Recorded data
^^^^

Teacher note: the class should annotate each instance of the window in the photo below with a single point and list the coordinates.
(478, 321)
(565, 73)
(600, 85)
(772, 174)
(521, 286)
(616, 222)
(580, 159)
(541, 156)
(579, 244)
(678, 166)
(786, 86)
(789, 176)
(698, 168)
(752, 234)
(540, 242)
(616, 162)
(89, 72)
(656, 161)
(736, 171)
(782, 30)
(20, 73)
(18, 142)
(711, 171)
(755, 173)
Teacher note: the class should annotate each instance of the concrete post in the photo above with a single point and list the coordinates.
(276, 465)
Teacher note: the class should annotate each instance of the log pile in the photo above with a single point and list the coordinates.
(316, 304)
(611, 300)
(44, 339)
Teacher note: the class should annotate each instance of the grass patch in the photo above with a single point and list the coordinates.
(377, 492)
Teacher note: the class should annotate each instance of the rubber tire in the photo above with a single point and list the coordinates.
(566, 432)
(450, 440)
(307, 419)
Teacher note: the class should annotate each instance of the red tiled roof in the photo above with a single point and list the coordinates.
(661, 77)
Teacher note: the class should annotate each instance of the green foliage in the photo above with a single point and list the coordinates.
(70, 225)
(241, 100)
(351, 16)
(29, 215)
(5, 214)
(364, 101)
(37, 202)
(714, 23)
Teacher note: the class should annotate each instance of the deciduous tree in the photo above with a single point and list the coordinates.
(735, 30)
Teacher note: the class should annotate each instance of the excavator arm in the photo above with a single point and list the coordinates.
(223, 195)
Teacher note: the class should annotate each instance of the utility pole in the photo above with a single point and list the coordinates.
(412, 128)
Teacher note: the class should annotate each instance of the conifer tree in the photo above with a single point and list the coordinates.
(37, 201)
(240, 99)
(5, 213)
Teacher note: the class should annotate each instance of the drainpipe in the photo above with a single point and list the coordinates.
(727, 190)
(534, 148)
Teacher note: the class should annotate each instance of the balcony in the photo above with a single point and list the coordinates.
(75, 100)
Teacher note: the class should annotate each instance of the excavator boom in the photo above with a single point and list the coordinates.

^^^^

GIVEN REQUEST >> Copy everything from the line containing "of the conifer" down to the end of the records, switching "class" to "group" and leaving all else the same.

ANSWER IN FULL >>
Teacher note: the group should annotate each instance of the conifer tree in the photo above with a single point and list the coordinates.
(37, 201)
(240, 99)
(5, 213)
Teacher note: the group should annotate each instance of the drainpipe in the photo above with a single point and list the coordinates.
(727, 190)
(534, 148)
Teacher note: the group should annotate each instance of the balcony in the photo above with a single point and list the coordinates.
(75, 100)
Teacher note: the group should annotate each instance of the excavator boom in the photo above with a single point and list the coordinates.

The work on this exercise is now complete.